"Controversy" is a song by American musician Prince, the lead single and title track to his 1981 album. The song addresses speculation about Prince at the time such as his sexuality, gender, religion, and racial background, and how he could not understand the curiosity surrounding him.

Background
The song has two main verses, a few choruses, with the title repeated throughout the track. Towards the middle he recites the Lord's Prayer in full, which fueled the fire for some to say the song was blasphemous. Toward the end is a repeating chant of "People call me rude / I wish we all were nude / I wish there was no black and white / I wish there were no rules." The song features a steady 4/4 drumbeat, synthesized bass, guitar, and keyboards. The song was backed with "When You Were Mine", from his previous album, Dirty Mind.

On November 29, 1993, in support of The Hits/The B-Sides, "Controversy" was once again released in the UK as a single, this time as a two-disc EP containing several hits not on the collection. CD1 includes the edit of "Controversy", the William Orbit remix of "The Future", "Glam Slam", and "D.M.S.R.". CD2 includes the edit of "Controversy", "Anotherloverholenyohead", "Paisley Park", and "New Power Generation (Part II)". Like the "Peach" single, CD1 was a special foldout package with a placeholder for CD2, which was sold separately. "Controversy" was also released on a 7-inch picture disc. It reached number five on the UK charts in December 1993.

Raw data:
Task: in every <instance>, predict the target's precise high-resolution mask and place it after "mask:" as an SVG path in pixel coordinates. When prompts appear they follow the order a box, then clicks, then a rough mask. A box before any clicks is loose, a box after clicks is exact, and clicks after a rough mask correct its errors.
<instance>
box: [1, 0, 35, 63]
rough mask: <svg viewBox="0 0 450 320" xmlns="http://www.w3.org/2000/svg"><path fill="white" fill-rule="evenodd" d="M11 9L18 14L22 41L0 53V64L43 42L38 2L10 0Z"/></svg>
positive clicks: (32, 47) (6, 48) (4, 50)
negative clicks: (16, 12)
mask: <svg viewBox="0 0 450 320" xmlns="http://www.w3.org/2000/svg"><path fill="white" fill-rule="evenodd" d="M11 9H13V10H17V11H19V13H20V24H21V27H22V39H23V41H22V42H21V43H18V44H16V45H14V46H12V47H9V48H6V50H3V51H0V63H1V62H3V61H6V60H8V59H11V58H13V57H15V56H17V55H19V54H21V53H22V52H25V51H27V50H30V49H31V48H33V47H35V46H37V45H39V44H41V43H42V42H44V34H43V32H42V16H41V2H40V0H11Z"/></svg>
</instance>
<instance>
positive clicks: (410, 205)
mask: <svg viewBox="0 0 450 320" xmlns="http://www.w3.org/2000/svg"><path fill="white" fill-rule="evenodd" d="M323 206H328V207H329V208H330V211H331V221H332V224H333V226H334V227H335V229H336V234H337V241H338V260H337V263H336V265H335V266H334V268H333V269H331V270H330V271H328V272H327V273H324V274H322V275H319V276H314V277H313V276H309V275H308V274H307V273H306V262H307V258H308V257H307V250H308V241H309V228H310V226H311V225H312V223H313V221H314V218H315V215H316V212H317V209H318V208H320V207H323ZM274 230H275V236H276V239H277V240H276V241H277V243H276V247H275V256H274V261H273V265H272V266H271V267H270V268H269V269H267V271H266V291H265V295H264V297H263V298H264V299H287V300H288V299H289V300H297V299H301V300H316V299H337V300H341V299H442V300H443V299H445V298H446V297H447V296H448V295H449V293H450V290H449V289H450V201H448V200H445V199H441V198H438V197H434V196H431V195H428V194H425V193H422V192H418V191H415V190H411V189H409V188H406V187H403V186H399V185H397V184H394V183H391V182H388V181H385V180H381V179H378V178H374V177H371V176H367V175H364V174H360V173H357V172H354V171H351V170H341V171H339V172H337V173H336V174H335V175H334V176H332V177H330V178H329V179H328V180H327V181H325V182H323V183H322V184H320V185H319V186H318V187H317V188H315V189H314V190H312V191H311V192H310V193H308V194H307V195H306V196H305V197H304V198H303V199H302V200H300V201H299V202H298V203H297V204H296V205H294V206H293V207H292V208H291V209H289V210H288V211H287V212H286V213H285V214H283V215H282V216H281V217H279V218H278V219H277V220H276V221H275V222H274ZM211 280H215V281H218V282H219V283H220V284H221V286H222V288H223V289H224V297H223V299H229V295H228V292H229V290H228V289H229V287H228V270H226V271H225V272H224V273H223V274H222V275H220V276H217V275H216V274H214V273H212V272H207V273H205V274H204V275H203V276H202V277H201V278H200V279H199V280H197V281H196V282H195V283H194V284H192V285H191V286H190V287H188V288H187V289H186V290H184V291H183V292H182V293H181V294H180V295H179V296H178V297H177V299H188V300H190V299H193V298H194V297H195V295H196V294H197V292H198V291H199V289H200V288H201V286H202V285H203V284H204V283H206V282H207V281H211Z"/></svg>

Assignment: Return, word for word, everything in the "Controversy" passage above from "On November 29, 1993, in" down to "in December 1993.".

Answer to the problem:
On November 29, 1993, in support of The Hits/The B-Sides, "Controversy" was once again released in the UK as a single, this time as a two-disc EP containing several hits not on the collection. CD1 includes the edit of "Controversy", the William Orbit remix of "The Future", "Glam Slam", and "D.M.S.R.". CD2 includes the edit of "Controversy", "Anotherloverholenyohead", "Paisley Park", and "New Power Generation (Part II)". Like the "Peach" single, CD1 was a special foldout package with a placeholder for CD2, which was sold separately. "Controversy" was also released on a 7-inch picture disc. It reached number five on the UK charts in December 1993.